Stored entries:
>>>
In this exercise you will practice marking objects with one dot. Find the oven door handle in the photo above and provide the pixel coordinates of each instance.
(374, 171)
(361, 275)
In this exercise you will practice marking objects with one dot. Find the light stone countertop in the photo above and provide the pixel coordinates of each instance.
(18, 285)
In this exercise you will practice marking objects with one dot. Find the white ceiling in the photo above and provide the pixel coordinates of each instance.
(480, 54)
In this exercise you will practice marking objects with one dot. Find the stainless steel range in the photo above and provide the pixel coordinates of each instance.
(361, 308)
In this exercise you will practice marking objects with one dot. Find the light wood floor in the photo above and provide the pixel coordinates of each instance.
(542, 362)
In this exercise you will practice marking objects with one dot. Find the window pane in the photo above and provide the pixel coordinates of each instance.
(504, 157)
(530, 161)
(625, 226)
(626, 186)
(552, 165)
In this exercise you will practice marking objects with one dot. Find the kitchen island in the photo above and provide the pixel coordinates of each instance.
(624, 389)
<<<
§ Problem statement
Give the entries once more, exactly as they appear.

§ Answer space
In this exercise you will practice marking objects with one dot. Find the oven door handle in the photo above and provide the pixel coordinates of each instance.
(374, 171)
(361, 275)
In this exercise you will practice marking objects with one dot. Find the light stone countertop in the photo above and provide the pixel coordinates of each instance.
(18, 285)
In this exercise you will practice marking objects with one dot. Find the white ceiling in the photo above and provide the pixel coordinates of each instance.
(480, 54)
In this exercise you will practice marking objects with one dot. Find the stainless steel range in the photo above and provide the pixel coordinates of each instance.
(361, 308)
In this exercise you will practice marking objects with one dot. Find the light wood floor in the photo above and provide the pixel coordinates of each instance.
(542, 362)
In this exercise you will practice marking objects with one dot. Find the window pane in the photo above and provide the pixel coordinates of each instance.
(504, 157)
(530, 161)
(625, 226)
(626, 186)
(552, 165)
In this exercise you will practice marking objects with one dot. Find the kitchen island in the photo above and provide the pixel coordinates of each instance.
(624, 389)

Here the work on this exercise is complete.